_Written problem_
Update the rows starting with the line with "TARGET: building" and going on through the end of the records, replacing "dot" with "point" and leaving everything else unchanged. Leave the pictures out of your answer.

[Object location annotation data]
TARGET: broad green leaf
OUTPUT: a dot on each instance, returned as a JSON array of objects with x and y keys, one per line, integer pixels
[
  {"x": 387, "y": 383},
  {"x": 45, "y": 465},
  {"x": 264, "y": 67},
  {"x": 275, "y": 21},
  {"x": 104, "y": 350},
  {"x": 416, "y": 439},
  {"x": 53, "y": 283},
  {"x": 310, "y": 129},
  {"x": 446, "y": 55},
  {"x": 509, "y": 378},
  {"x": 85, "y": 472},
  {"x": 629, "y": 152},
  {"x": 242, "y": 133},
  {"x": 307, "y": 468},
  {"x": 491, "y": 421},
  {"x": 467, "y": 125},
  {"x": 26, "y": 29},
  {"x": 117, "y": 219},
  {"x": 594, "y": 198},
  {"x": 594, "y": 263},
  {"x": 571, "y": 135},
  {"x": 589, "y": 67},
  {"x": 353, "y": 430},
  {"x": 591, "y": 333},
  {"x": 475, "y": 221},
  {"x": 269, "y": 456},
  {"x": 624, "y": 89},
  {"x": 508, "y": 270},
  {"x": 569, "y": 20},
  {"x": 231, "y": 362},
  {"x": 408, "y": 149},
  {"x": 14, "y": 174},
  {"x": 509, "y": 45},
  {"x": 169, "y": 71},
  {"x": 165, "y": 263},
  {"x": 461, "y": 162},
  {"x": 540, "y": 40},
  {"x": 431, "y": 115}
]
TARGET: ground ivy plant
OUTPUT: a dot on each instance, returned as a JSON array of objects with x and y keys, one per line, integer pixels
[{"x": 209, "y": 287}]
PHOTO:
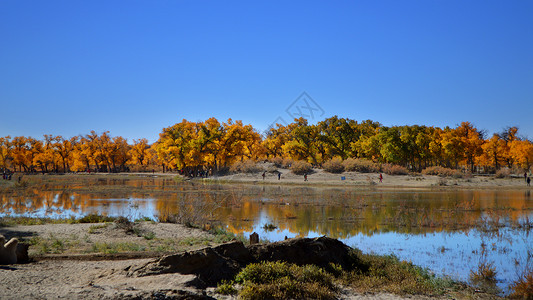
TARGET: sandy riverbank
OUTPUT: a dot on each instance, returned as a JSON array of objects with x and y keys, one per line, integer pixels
[
  {"x": 321, "y": 178},
  {"x": 75, "y": 274}
]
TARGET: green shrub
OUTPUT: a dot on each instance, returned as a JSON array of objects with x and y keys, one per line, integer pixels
[
  {"x": 388, "y": 274},
  {"x": 279, "y": 280},
  {"x": 334, "y": 166},
  {"x": 94, "y": 218},
  {"x": 226, "y": 288},
  {"x": 395, "y": 169},
  {"x": 360, "y": 165},
  {"x": 301, "y": 167}
]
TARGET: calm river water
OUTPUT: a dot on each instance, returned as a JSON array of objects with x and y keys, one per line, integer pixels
[{"x": 448, "y": 231}]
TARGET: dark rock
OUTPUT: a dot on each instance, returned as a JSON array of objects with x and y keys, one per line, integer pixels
[
  {"x": 254, "y": 238},
  {"x": 305, "y": 251},
  {"x": 211, "y": 265},
  {"x": 22, "y": 253}
]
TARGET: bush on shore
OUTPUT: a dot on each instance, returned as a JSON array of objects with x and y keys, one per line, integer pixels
[
  {"x": 334, "y": 166},
  {"x": 443, "y": 172},
  {"x": 360, "y": 165},
  {"x": 394, "y": 169},
  {"x": 247, "y": 166},
  {"x": 301, "y": 167}
]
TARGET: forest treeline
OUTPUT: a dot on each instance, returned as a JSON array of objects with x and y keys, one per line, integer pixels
[{"x": 212, "y": 145}]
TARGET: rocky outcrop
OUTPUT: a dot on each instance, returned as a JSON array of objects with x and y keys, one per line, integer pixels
[
  {"x": 305, "y": 251},
  {"x": 211, "y": 265}
]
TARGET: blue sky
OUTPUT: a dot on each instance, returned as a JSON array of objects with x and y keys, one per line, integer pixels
[{"x": 134, "y": 67}]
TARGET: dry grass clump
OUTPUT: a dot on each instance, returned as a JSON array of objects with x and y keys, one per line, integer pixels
[
  {"x": 247, "y": 166},
  {"x": 395, "y": 169},
  {"x": 389, "y": 274},
  {"x": 361, "y": 165},
  {"x": 334, "y": 166},
  {"x": 523, "y": 287},
  {"x": 301, "y": 167},
  {"x": 485, "y": 275},
  {"x": 280, "y": 280},
  {"x": 441, "y": 171}
]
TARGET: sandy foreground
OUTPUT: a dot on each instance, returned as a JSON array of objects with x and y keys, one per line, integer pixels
[{"x": 90, "y": 276}]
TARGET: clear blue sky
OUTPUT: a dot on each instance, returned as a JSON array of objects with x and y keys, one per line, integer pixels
[{"x": 134, "y": 67}]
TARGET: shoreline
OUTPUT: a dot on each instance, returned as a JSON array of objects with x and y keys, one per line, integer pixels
[{"x": 322, "y": 179}]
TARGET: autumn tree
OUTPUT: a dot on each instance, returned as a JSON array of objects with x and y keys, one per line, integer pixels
[
  {"x": 5, "y": 151},
  {"x": 140, "y": 152}
]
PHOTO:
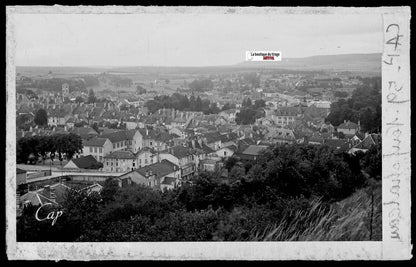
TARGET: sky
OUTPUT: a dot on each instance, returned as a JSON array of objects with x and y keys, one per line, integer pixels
[{"x": 186, "y": 39}]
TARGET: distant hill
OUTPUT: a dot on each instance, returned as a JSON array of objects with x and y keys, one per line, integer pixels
[
  {"x": 362, "y": 63},
  {"x": 346, "y": 62}
]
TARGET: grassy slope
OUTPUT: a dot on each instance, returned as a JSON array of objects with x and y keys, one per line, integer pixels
[{"x": 347, "y": 220}]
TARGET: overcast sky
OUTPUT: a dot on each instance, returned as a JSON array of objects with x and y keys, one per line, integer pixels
[{"x": 186, "y": 39}]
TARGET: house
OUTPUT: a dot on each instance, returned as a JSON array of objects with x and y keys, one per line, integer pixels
[
  {"x": 97, "y": 147},
  {"x": 146, "y": 156},
  {"x": 184, "y": 157},
  {"x": 252, "y": 152},
  {"x": 125, "y": 140},
  {"x": 213, "y": 140},
  {"x": 209, "y": 165},
  {"x": 131, "y": 123},
  {"x": 159, "y": 175},
  {"x": 229, "y": 115},
  {"x": 340, "y": 144},
  {"x": 264, "y": 121},
  {"x": 368, "y": 141},
  {"x": 53, "y": 194},
  {"x": 226, "y": 152},
  {"x": 57, "y": 116},
  {"x": 155, "y": 138},
  {"x": 21, "y": 176},
  {"x": 120, "y": 161},
  {"x": 84, "y": 162},
  {"x": 280, "y": 136},
  {"x": 315, "y": 140},
  {"x": 286, "y": 115},
  {"x": 349, "y": 128},
  {"x": 85, "y": 133}
]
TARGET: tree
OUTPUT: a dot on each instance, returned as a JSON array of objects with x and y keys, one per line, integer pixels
[
  {"x": 246, "y": 103},
  {"x": 24, "y": 121},
  {"x": 91, "y": 96},
  {"x": 259, "y": 103},
  {"x": 79, "y": 99},
  {"x": 140, "y": 90},
  {"x": 41, "y": 118}
]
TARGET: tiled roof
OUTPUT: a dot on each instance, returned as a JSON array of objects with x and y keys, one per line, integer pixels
[
  {"x": 348, "y": 125},
  {"x": 180, "y": 151},
  {"x": 120, "y": 135},
  {"x": 96, "y": 141},
  {"x": 337, "y": 143},
  {"x": 121, "y": 155},
  {"x": 169, "y": 181},
  {"x": 84, "y": 132},
  {"x": 85, "y": 162},
  {"x": 20, "y": 171},
  {"x": 159, "y": 169},
  {"x": 254, "y": 150}
]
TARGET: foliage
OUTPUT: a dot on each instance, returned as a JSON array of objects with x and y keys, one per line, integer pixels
[
  {"x": 41, "y": 146},
  {"x": 364, "y": 106},
  {"x": 183, "y": 103},
  {"x": 91, "y": 96},
  {"x": 24, "y": 121},
  {"x": 41, "y": 118},
  {"x": 140, "y": 90},
  {"x": 296, "y": 192},
  {"x": 201, "y": 85}
]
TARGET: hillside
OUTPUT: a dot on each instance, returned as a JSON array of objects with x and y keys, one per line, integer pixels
[{"x": 348, "y": 62}]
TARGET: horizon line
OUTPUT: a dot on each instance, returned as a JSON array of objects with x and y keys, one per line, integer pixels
[{"x": 188, "y": 66}]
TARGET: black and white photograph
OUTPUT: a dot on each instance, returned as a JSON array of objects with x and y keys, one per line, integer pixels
[{"x": 174, "y": 127}]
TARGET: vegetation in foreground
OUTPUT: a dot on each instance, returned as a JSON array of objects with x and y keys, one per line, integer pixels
[{"x": 292, "y": 193}]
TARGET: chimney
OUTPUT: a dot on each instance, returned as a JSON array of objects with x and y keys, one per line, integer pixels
[{"x": 47, "y": 191}]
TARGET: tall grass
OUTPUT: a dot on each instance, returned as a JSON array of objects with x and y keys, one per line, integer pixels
[{"x": 357, "y": 218}]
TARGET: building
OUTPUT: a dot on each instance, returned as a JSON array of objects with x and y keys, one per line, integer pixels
[
  {"x": 159, "y": 175},
  {"x": 252, "y": 152},
  {"x": 349, "y": 128},
  {"x": 84, "y": 162},
  {"x": 21, "y": 176},
  {"x": 226, "y": 151},
  {"x": 368, "y": 141},
  {"x": 125, "y": 140},
  {"x": 98, "y": 147},
  {"x": 182, "y": 156},
  {"x": 286, "y": 115},
  {"x": 120, "y": 161},
  {"x": 146, "y": 156}
]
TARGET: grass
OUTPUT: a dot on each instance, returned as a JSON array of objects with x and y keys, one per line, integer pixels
[{"x": 352, "y": 219}]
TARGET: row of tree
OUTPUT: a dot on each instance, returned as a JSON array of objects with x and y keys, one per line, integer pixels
[
  {"x": 61, "y": 145},
  {"x": 282, "y": 184},
  {"x": 364, "y": 106},
  {"x": 183, "y": 103},
  {"x": 250, "y": 111}
]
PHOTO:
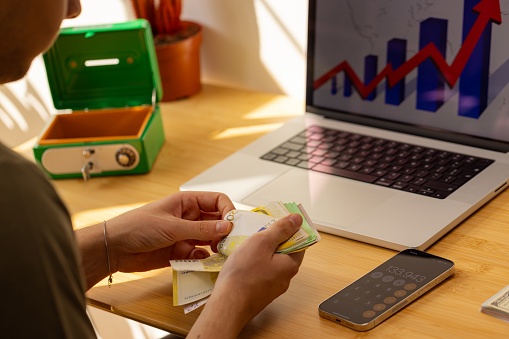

_Final result_
TARGET: building
OUTPUT: a point on each instance, returned as a JSON array of objects with x and y keys, one per line, integer pixels
[
  {"x": 159, "y": 175},
  {"x": 252, "y": 152},
  {"x": 349, "y": 128},
  {"x": 84, "y": 162},
  {"x": 21, "y": 176},
  {"x": 226, "y": 151},
  {"x": 368, "y": 141},
  {"x": 125, "y": 140},
  {"x": 98, "y": 147},
  {"x": 182, "y": 156},
  {"x": 286, "y": 115},
  {"x": 120, "y": 161},
  {"x": 146, "y": 156}
]
TARGET: grass
OUTPUT: a point on each instance, returned as a JSON array of objects with x and y keys, one per line, integer pixels
[{"x": 352, "y": 219}]
TARGET: row of tree
OUTPUT: a point on each instance, returned as a JSON array of objects with x and y keys, one per line, integer pixels
[
  {"x": 61, "y": 145},
  {"x": 282, "y": 184},
  {"x": 364, "y": 106},
  {"x": 183, "y": 103},
  {"x": 250, "y": 111}
]
PHOTO:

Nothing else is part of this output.